## Exercise details:
Put the lines from the beginning of the rows through the line containing "[231,274,270,313]", inclusive, into a numbered list, omitting blank lines and leaving out the pictures.

## Records for the exercise:

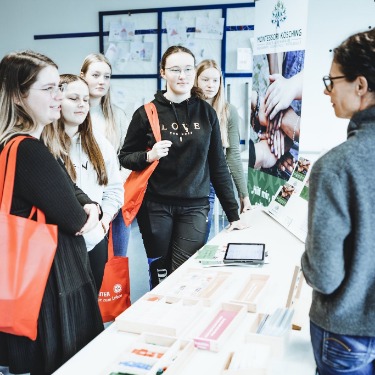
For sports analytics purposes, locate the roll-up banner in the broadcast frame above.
[248,0,308,206]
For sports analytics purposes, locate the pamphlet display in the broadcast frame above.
[246,308,293,358]
[102,334,196,375]
[115,293,203,337]
[221,343,272,375]
[156,268,231,306]
[194,303,246,352]
[231,274,270,313]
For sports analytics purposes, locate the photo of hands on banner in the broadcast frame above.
[249,50,305,180]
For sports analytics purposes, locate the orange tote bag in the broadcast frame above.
[0,136,57,340]
[98,224,131,323]
[122,103,161,226]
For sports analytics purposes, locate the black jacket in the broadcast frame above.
[119,91,239,222]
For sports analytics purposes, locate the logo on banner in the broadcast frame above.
[271,0,286,27]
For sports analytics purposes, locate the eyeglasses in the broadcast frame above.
[30,83,67,99]
[164,66,195,77]
[323,76,346,92]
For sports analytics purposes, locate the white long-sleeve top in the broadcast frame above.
[69,134,124,251]
[69,134,124,218]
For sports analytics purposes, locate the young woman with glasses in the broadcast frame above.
[0,51,103,374]
[302,29,375,375]
[195,60,251,239]
[119,46,244,287]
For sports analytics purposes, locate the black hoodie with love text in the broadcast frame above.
[119,91,239,222]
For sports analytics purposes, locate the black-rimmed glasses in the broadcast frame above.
[30,83,67,99]
[323,76,346,92]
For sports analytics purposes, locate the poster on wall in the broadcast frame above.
[248,0,308,206]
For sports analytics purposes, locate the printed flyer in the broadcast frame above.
[264,157,312,242]
[248,0,307,207]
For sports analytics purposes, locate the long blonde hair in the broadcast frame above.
[195,59,229,148]
[0,51,57,143]
[42,74,108,185]
[81,53,121,150]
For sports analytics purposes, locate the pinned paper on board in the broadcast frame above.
[108,21,135,42]
[195,17,224,40]
[237,48,253,71]
[165,18,187,46]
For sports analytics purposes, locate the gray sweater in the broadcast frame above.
[302,107,375,337]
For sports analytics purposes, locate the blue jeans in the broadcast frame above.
[204,182,215,243]
[112,209,130,257]
[310,321,375,375]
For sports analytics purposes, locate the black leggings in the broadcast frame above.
[137,199,210,287]
[89,237,108,294]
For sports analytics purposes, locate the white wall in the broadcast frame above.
[0,0,252,73]
[0,0,375,154]
[302,0,375,157]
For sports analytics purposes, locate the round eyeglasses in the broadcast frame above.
[323,76,346,92]
[30,83,67,99]
[164,66,195,77]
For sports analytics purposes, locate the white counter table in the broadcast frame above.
[54,208,315,375]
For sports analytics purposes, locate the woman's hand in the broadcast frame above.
[226,220,249,232]
[76,203,100,236]
[147,140,172,163]
[240,197,253,214]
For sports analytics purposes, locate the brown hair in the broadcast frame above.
[333,29,375,91]
[42,74,108,185]
[160,46,204,99]
[0,51,57,143]
[195,59,229,148]
[81,53,121,151]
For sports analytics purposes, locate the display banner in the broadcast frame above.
[264,157,312,242]
[248,0,308,206]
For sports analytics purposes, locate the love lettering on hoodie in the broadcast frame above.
[161,122,201,134]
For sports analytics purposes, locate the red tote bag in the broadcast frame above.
[122,103,161,226]
[98,225,131,323]
[0,136,57,340]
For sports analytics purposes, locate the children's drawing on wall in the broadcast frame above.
[195,17,224,40]
[130,42,154,61]
[165,18,187,46]
[108,21,135,42]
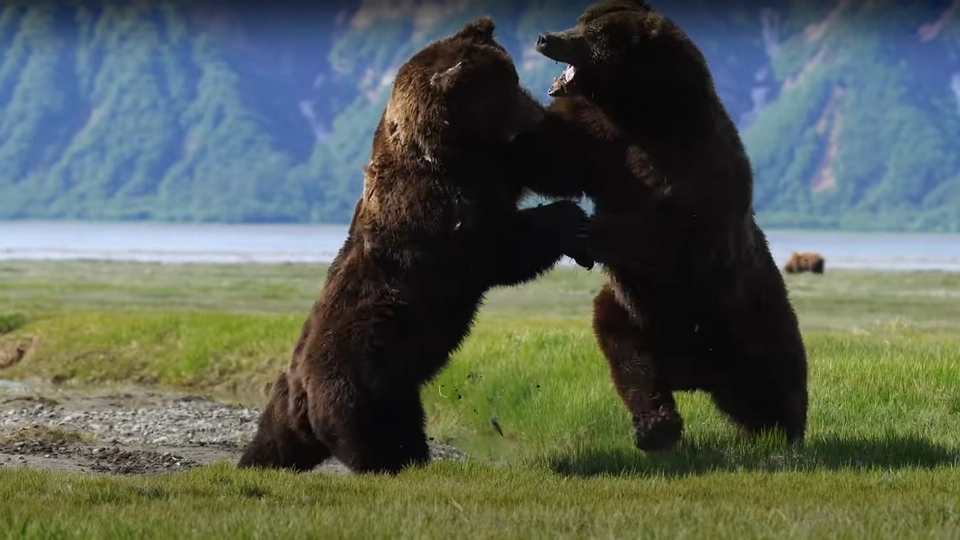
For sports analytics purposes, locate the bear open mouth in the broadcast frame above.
[547,64,577,97]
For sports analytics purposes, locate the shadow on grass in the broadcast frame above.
[544,435,960,477]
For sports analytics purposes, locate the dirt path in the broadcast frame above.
[0,380,466,475]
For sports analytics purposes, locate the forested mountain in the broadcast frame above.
[0,0,960,231]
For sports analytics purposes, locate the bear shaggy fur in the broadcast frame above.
[513,0,808,451]
[238,18,592,473]
[783,251,826,274]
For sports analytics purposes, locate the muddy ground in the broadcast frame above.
[0,381,466,475]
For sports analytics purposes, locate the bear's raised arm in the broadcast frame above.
[464,197,593,287]
[508,104,594,199]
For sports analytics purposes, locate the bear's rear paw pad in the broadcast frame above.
[633,409,683,452]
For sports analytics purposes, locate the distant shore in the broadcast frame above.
[0,221,960,271]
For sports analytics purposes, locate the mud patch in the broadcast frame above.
[0,385,467,475]
[0,441,199,475]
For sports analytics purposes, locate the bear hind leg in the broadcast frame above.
[237,374,331,471]
[710,377,808,444]
[333,391,430,474]
[593,285,684,452]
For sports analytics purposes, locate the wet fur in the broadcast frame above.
[239,18,586,473]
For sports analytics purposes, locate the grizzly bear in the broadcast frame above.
[238,18,592,473]
[512,0,807,451]
[783,251,825,274]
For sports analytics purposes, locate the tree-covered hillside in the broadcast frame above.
[0,0,960,231]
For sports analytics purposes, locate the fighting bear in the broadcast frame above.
[512,0,808,451]
[783,251,826,274]
[238,18,592,473]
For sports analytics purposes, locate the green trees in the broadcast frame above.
[0,0,960,231]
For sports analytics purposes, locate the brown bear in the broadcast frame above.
[238,18,592,473]
[783,251,825,274]
[513,0,807,451]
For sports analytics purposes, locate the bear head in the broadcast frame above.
[383,17,543,161]
[536,0,713,109]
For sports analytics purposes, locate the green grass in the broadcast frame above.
[0,262,960,538]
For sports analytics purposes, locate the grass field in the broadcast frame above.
[0,262,960,539]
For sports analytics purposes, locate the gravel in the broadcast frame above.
[0,389,467,474]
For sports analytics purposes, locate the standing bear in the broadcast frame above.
[514,0,807,451]
[783,251,826,274]
[239,18,592,473]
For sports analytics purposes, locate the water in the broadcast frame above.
[0,222,960,271]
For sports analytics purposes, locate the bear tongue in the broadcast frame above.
[547,66,577,96]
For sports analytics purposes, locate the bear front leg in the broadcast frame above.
[593,285,683,452]
[237,373,330,471]
[482,201,593,286]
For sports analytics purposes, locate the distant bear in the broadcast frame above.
[783,251,825,274]
[513,0,808,451]
[238,18,592,473]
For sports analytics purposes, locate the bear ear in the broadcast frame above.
[430,60,463,88]
[453,17,496,41]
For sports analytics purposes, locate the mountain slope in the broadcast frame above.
[0,0,960,231]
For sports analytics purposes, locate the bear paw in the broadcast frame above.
[633,408,683,452]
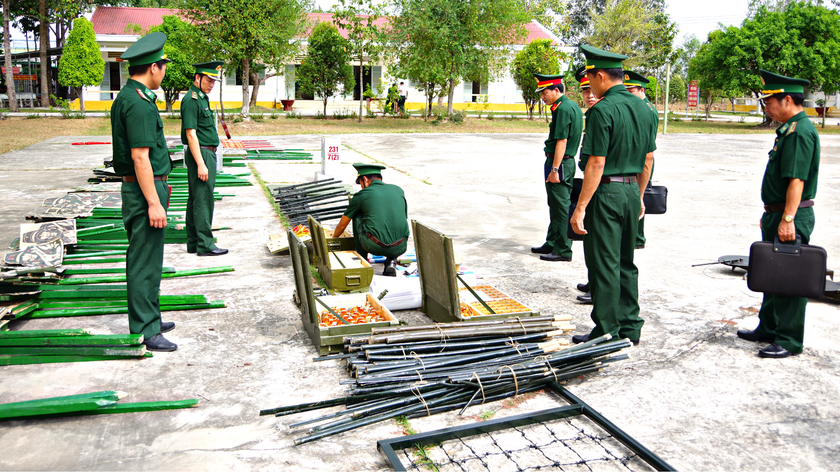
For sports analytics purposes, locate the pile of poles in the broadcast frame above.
[274,179,349,226]
[260,316,632,444]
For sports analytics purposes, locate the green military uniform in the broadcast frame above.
[344,163,409,258]
[534,74,583,257]
[111,33,172,340]
[181,61,222,253]
[624,70,659,246]
[581,45,656,340]
[755,70,820,354]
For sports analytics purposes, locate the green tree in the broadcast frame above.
[333,0,383,123]
[297,23,356,119]
[183,0,311,121]
[510,39,560,120]
[58,17,105,110]
[391,0,530,114]
[149,15,199,112]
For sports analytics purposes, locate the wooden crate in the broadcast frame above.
[411,220,539,323]
[289,231,399,355]
[309,216,373,292]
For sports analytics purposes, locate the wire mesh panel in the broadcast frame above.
[378,383,674,472]
[399,417,655,472]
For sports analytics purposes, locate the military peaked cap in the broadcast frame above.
[120,33,170,67]
[580,44,629,69]
[534,74,563,93]
[353,162,385,183]
[758,69,811,98]
[624,70,650,88]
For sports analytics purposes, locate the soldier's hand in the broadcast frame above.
[569,207,587,234]
[149,203,166,228]
[779,221,796,242]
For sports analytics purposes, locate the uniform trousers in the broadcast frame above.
[755,207,814,354]
[184,149,216,252]
[120,180,169,339]
[583,182,644,340]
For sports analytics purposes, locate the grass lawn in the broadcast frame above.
[0,114,840,154]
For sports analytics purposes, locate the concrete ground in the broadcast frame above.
[0,132,840,470]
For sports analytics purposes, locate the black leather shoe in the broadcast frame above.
[572,334,589,344]
[198,247,228,256]
[143,334,178,352]
[540,254,572,262]
[382,257,397,277]
[736,329,775,343]
[758,343,795,359]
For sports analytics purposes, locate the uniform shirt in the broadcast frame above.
[581,84,656,177]
[111,79,172,175]
[761,111,820,205]
[181,84,219,146]
[543,95,583,166]
[344,180,409,244]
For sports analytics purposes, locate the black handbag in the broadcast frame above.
[747,234,828,298]
[642,182,668,215]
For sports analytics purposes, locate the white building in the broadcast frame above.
[85,7,571,113]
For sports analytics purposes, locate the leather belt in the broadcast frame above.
[601,175,637,184]
[365,233,405,247]
[764,200,814,213]
[123,175,169,182]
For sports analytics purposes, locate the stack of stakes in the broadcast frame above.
[260,316,632,444]
[274,179,350,226]
[0,390,198,420]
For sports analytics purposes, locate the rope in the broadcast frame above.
[470,372,487,403]
[409,385,432,416]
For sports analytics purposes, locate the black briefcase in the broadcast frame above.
[566,203,583,241]
[642,182,668,215]
[747,235,828,298]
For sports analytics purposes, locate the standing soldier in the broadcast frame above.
[111,33,178,351]
[571,45,655,344]
[181,61,228,256]
[624,70,659,249]
[738,70,820,358]
[531,74,583,262]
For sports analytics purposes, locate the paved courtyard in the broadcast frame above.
[0,132,840,471]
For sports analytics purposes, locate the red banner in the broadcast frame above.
[688,80,700,107]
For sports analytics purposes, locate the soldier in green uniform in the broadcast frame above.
[624,70,659,249]
[333,163,409,277]
[531,74,583,262]
[738,70,820,358]
[571,45,655,344]
[181,61,228,256]
[111,33,178,351]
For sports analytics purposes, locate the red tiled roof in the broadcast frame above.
[90,7,554,44]
[90,7,179,34]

## Final answer:
1. For sports analytics purposes, locate the roll-up banner in the broadcast frame above.
2. [248,0,308,206]
3. For sports analytics purposes, locate the pamphlet display in the broadcast frame above.
4. [246,308,293,358]
5. [102,334,196,375]
6. [115,293,203,337]
7. [221,343,272,375]
8. [156,268,231,306]
9. [194,303,246,352]
10. [231,274,270,313]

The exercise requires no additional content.